# ENTRIES SUPPLIED:
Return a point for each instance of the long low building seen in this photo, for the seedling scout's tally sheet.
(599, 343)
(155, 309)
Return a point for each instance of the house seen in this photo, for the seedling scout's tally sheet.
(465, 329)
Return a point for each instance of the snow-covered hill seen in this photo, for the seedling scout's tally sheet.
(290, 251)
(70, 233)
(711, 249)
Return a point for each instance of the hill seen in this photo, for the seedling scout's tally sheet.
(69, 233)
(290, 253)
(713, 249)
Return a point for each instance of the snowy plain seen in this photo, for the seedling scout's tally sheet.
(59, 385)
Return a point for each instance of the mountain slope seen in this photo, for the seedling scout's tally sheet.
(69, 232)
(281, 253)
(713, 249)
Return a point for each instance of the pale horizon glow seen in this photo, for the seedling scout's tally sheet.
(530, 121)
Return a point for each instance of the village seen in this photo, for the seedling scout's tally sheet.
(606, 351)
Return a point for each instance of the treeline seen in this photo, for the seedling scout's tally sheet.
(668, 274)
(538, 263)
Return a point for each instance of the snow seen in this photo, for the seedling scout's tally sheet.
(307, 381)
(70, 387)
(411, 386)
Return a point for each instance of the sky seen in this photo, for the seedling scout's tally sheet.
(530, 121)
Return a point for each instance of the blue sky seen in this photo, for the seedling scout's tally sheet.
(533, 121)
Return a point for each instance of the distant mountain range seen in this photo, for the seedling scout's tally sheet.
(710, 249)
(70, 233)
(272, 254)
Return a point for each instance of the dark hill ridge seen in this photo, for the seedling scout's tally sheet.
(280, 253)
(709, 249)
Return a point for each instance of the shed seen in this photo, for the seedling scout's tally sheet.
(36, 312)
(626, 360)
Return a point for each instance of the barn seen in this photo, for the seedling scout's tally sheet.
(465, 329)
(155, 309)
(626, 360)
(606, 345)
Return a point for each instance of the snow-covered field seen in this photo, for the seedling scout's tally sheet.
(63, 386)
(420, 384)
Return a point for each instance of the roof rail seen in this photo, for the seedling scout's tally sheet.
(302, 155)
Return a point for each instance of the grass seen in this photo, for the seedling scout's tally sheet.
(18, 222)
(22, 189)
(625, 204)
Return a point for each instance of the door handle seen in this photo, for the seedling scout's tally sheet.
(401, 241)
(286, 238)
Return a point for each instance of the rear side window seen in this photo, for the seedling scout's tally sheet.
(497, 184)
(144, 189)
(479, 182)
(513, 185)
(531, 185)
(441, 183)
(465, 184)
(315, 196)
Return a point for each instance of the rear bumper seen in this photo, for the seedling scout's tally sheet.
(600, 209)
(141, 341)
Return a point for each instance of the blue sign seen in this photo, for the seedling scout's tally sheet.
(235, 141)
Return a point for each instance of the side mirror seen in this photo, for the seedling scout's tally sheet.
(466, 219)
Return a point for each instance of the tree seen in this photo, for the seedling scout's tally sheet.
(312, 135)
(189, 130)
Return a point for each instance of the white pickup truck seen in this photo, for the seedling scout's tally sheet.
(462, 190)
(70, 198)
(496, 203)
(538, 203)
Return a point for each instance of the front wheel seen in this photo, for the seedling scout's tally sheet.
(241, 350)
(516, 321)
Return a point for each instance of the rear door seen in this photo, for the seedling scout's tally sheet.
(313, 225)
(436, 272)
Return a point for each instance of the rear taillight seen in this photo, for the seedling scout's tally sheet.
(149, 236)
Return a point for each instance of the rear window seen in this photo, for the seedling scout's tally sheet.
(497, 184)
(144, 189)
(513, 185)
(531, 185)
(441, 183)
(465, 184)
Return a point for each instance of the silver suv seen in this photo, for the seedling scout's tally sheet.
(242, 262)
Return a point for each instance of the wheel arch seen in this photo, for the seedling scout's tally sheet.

# REQUIREMENTS:
Your task is to quote the listing above word for word.

# THE RESULT:
Return a point for each instance of the long low building seen in this photo, for the seedling scout's tally sheet.
(599, 343)
(155, 309)
Return a point for each instance of the house seen in this photo, for the seedling scout's tally sheet.
(465, 329)
Return a point for each instance of the snow-covered hill seen in this photo, for the seedling scout's tally sheet.
(290, 251)
(70, 233)
(711, 249)
Return a point for each instance of the hill seen in this photo, for the seedling scout's tally sheet.
(69, 233)
(290, 253)
(713, 249)
Return a point for each instance of the snowy plain seen in this photo, for the seedling scout's tally sheet.
(59, 385)
Return a point for each instance of the mountain slope seen in this photo, for the seedling scout's tally sheet.
(69, 232)
(281, 253)
(713, 249)
Return a point for each instance of the pale horizon glow seen in this photo, for the seedling scout's tally sheet.
(530, 121)
Return a point for each instance of the village seen in this photo, for the seedling scout's tally sheet.
(606, 351)
Return a point for each instance of the treeline seen in this photo, for the seedling scout's tally sheet.
(668, 274)
(538, 263)
Return a point for each instance of the snow seen in this photo, for the seedling scout's tally sheet.
(307, 381)
(70, 387)
(411, 386)
Return a point for each instance of the sky seen in this photo, for the seedling scout's tally sheet.
(530, 121)
Return a point for each instance of the blue sky seen in this photo, for the seedling scout's tally sheet.
(533, 121)
Return a point for each instance of the distant mountain range seen in this photo, for the seedling scout's tally sheet.
(710, 249)
(70, 233)
(272, 254)
Return a point for each instance of the dark hill ridge seen in this photo, for the seedling scout's tally sheet.
(280, 253)
(709, 249)
Return a point for each instance of the shed seen in this photo, for the seedling scout's tally sheet.
(36, 312)
(626, 360)
Return a point for each instance of the barn seen in this photo, for the seedling scout's tally sheet.
(465, 329)
(155, 309)
(626, 360)
(606, 345)
Return a point for each instance of the snow-covered field seen in this photo, for the seedling scout's tally sheet.
(63, 386)
(420, 384)
Return a point for each instance of the roof rail seen in this photo, for the seedling scout's tally sheet.
(302, 155)
Return a point for each instance of the grass seen in this photo, for the seedling scout's tally sheet.
(18, 222)
(22, 189)
(625, 204)
Return a point for each instance of the door handle seen in this photo, for the seedling scout's tally sheet.
(401, 241)
(286, 238)
Return a point for each instance of the rear side window seen in this photo, for the seedling scout's tally sheet.
(497, 184)
(144, 189)
(479, 182)
(513, 185)
(531, 185)
(441, 183)
(465, 184)
(315, 196)
Return a point for each instance of the rear bumper seen in this photo, for the seedling scout's tally sheet.
(600, 209)
(141, 341)
Return a point for each instance of the blue sign seen in this photo, for the seedling scout's tally sheet.
(235, 141)
Return a point for each instance of the side mirror seen in this photo, for the seedling scout's tally sheet.
(466, 219)
Return a point for each instance of the tree seen in this photo, for the seedling scout's tally sheet.
(312, 135)
(189, 130)
Return a point for each instance of the white pickup truck seen in this photo, for the seedling scout's tally sheet.
(462, 190)
(70, 198)
(496, 203)
(538, 203)
Return a point for each instance of the front wheel seen in this photo, for the seedling scout's tally sheet.
(241, 350)
(516, 321)
Return a point for each instance of the rear door seen in this photo, for the seedling scout's tally sheet.
(313, 225)
(436, 272)
Return a point for each instance of the rear taillight seen in this photo, for the seedling scout's tally sheet.
(149, 236)
Return a point for each instance of the rear window seen in this photo, for the seedling scout's tally sheet.
(497, 184)
(144, 189)
(513, 185)
(531, 185)
(441, 183)
(465, 184)
Return a point for each instance of the silver suv seen in this photo, for the seedling scout's tally sheet.
(242, 262)
Return a point for each instance of the wheel arch seen in this photo, for the seedling scout's tally sheet.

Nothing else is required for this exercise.